== Reading text ==
• • • •
Always enjoy the videos Seldom. One question, why did you only set one trap next to the food plot near the slash when you figured a pair were running together? Just curious if there was a specific reason.


----------



## 9

I was very pressed for time that day and the next day as well with necessary appointments. Seems like every year when I start trapping things pop up that require my attention rather then a week or two BEFORE I start! LOL. I almost didn’t make the set that day because of the time as I knew I was pressed for so I swung over to that location scouting as I returned to my truck. Couldn’t resist throwing a set in. In fact you hear me mention a 2nd trap in the video because I normally will set 2-3 but there wasn’t. Traps setting in the box won’t catch a coyote.

I believe the coyote in the 2nd video is the big male that made up the pair. His Tracks were big enough to be since there was an unusually large track with a smaller track traveling together and I knew they were a pair of males. We’ll see if I’m right or not!

There is one thing I don’t do any more and that’s hurry! I’ve found with age comes patience and the need for low stress equals far more enjoyment of the trapping experience,

Glad you enjoyed the videos! Thank you.


----------



## meatfishhunter

More bandits from last few days


----------



## meatfishhunter

Can only upload 1 at a time for some reason


----------



## dwalker

I need to take better/more pictures, always seem to be in a hurry. A few **** and a couple more fox got a week in before the 5 in of rain.


----------



## Scottygvsu

meatfishhunter said:


> Can only upload 1 at a time for some reason


There’s nothing I like more than a pile of dead raccoon. Keep up the good work!!


----------



## 9

Yes, Dwalker, “hurrying” is a bad habit that I think affects the majority of trappers. Used to affect me in a big way. Hurrying causes stress and stress takes the trapper’s eye off nature and takes the eye off indepth observations within nature. In other words, looking while hurrying is usually not seeing!!!!!!


----------



## dwalker

Seldom said:


> Yes, Dwalker, “hurrying” is a bad habit that I think affects the majority of trappers. Used to affect me in a big way. Hurrying causes stress and stress takes the trapper’s eye off nature and takes the eye off indepth observations within nature. In other words, looking while hurrying is usually not seeing!!!!!!


Don’t have to tell me but I do not work a schedule, never know daily if I am working 4 hrs or 10 hrs so I check in the morning (which is not good, can’t tell you how many run offs I have seen) and set when I get a chance in the daylight. Which is why I can only run 2-3 sets (6 traps) efficiently. Hope I still have my health when I can or if I can retire. Then it will be a lot more fun! lol


----------



## sureshot006




----------



## JMCorlewJr

My favorite annual thread! Good job so far guys. We’ll be setting after I get back from Nebraska. Hopefully we’ll be able to participate.
• • • •
== The task ==
Reproduce the trapping thread above word for word from "Always enjoy the" to "a specific reason.".
• • • •
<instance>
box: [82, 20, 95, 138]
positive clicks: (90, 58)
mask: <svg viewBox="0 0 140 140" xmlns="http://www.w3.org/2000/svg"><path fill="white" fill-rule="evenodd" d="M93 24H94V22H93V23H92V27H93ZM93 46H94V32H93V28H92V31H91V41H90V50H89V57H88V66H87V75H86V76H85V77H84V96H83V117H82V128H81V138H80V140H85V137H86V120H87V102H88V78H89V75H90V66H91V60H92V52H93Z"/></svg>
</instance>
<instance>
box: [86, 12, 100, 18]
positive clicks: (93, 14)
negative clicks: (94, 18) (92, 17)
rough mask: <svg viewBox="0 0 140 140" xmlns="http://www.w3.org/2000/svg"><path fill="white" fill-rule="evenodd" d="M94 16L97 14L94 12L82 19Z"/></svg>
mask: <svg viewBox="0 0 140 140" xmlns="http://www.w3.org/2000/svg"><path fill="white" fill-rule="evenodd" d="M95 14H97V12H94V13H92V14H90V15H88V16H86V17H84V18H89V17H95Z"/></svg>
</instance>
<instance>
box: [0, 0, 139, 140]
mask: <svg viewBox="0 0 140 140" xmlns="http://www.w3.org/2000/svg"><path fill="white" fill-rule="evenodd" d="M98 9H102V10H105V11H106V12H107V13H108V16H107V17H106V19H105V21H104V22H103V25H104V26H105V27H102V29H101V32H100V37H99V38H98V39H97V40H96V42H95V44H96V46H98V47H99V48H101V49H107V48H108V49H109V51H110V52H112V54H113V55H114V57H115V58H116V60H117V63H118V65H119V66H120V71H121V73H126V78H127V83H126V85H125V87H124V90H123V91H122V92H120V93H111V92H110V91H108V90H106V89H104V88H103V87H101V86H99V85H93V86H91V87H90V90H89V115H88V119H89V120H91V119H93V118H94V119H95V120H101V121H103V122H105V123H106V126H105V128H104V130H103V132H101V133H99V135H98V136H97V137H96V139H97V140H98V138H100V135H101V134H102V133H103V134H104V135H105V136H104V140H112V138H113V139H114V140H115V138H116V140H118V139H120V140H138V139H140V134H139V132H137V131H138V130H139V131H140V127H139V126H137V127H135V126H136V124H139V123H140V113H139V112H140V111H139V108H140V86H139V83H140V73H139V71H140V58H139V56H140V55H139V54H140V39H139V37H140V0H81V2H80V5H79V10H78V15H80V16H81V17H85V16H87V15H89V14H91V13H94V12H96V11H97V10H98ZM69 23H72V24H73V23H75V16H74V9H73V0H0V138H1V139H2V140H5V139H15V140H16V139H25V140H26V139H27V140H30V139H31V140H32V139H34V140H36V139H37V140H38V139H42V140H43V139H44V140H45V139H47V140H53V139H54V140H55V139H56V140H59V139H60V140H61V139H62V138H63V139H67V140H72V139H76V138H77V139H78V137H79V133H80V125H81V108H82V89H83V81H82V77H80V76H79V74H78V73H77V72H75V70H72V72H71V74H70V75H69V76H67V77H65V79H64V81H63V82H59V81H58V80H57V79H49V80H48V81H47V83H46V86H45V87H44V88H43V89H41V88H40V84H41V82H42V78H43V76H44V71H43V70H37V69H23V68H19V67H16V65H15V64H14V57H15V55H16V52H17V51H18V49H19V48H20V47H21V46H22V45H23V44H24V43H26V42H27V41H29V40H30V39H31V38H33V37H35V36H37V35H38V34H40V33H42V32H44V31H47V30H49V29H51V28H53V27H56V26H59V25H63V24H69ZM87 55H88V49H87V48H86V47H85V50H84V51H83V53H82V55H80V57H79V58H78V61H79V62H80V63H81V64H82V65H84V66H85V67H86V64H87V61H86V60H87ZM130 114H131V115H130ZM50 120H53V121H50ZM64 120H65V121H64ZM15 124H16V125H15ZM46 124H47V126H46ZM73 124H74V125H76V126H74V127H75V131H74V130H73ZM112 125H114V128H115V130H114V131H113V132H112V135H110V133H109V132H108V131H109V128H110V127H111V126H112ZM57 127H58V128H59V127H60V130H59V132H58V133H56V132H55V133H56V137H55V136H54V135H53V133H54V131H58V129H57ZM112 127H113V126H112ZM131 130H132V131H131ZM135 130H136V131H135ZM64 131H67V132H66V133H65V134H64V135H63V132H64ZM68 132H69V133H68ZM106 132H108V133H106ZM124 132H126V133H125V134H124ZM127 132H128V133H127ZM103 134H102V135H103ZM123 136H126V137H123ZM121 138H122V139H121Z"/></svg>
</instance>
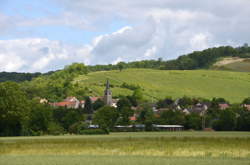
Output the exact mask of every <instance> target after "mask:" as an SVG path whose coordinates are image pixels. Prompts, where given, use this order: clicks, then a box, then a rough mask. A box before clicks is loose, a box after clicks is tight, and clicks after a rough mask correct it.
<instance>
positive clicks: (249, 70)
• • • •
== Answer below ==
Always enjoy the videos Seldom. One question, why did you only set one trap next to the food plot near the slash when you figured a pair were running together? Just curious if there was a specific reason.